→ TASK TO CARRY OUT:
Locate each line below that includes "green" and reproduce it.

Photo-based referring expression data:
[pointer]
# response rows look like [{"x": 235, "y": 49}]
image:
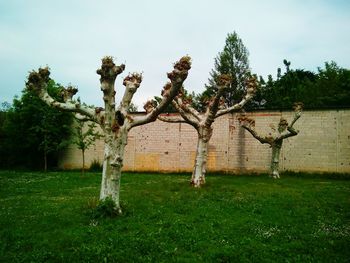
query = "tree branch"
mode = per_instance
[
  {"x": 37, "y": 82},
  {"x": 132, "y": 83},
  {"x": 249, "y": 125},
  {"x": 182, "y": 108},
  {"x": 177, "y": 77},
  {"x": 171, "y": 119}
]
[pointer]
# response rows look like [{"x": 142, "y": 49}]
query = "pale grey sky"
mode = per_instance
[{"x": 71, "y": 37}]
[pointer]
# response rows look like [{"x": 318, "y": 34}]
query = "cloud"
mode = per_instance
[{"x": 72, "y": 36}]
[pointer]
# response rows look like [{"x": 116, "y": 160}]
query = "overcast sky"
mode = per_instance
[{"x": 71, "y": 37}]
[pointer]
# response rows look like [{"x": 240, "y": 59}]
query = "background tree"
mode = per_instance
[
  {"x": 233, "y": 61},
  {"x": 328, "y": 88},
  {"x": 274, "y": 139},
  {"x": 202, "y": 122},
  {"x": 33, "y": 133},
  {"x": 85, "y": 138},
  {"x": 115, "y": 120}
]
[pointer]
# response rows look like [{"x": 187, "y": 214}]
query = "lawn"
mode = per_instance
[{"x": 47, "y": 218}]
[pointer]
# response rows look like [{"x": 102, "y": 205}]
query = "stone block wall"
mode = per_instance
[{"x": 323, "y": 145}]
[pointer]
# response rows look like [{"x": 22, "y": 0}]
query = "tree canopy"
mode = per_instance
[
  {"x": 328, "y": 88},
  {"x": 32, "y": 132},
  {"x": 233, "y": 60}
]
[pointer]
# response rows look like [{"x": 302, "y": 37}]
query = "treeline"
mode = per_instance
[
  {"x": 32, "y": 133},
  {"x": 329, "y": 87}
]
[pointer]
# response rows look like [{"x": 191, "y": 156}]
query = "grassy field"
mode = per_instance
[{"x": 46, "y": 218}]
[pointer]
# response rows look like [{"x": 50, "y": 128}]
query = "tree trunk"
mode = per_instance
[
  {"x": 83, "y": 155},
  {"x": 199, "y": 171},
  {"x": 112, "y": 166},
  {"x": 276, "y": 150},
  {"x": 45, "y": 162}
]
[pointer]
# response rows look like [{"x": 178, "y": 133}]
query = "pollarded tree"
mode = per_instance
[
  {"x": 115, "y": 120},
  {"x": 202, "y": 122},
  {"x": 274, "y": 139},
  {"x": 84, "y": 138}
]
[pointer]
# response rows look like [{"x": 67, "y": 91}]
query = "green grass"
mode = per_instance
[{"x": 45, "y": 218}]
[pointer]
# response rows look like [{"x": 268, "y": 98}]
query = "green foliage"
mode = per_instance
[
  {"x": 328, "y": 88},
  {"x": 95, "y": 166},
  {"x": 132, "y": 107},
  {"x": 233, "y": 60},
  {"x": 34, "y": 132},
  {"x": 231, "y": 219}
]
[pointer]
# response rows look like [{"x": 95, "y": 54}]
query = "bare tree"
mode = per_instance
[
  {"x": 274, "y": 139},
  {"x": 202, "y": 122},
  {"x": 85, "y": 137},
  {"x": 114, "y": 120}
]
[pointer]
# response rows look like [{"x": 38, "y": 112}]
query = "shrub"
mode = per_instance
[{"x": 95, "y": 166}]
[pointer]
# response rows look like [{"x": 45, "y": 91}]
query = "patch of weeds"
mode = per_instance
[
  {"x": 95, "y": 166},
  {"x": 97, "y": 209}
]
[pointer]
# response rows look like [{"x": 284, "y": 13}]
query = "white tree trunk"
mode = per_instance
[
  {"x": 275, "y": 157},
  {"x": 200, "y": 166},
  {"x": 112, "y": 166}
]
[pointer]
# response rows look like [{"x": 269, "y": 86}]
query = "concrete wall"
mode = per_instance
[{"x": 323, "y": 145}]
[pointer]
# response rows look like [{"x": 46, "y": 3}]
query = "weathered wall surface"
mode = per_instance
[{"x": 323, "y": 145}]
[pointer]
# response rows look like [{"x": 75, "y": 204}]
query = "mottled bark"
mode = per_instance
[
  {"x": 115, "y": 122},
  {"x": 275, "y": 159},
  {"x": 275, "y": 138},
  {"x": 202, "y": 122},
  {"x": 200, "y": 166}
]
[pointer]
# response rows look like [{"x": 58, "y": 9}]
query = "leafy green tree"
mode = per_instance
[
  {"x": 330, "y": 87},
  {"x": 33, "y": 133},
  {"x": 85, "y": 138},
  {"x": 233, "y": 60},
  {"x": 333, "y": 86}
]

* * *

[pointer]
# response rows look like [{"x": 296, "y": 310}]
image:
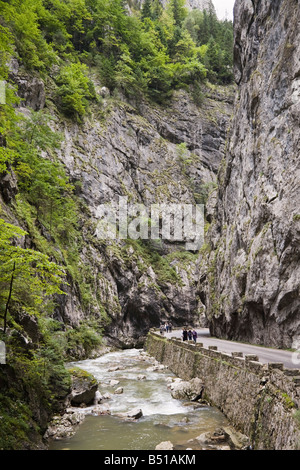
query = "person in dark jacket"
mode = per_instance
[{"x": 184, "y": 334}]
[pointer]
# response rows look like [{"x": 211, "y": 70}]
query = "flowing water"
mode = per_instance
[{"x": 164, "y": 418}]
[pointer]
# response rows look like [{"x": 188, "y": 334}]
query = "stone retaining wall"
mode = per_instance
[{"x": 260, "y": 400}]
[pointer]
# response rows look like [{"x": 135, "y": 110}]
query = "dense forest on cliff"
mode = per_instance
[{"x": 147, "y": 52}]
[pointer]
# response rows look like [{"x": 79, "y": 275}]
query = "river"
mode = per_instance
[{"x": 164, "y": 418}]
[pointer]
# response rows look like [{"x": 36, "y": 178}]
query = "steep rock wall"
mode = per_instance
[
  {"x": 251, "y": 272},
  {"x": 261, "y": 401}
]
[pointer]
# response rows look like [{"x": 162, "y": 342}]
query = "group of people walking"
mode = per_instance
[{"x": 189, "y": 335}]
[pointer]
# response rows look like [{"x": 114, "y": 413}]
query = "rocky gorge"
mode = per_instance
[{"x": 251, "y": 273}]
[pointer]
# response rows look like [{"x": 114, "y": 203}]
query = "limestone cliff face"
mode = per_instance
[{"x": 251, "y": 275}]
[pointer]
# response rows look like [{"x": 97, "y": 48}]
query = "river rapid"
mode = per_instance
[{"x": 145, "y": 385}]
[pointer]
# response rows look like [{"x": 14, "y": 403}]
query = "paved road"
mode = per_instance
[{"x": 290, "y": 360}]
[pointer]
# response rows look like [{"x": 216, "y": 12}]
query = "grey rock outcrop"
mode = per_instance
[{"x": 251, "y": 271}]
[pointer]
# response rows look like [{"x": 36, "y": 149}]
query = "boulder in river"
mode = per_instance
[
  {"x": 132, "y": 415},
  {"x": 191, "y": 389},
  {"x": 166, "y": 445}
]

→ OUTPUT FOR THIS EXERCISE:
query = "green grass"
query = "green foliage"
query = "leafy green tree"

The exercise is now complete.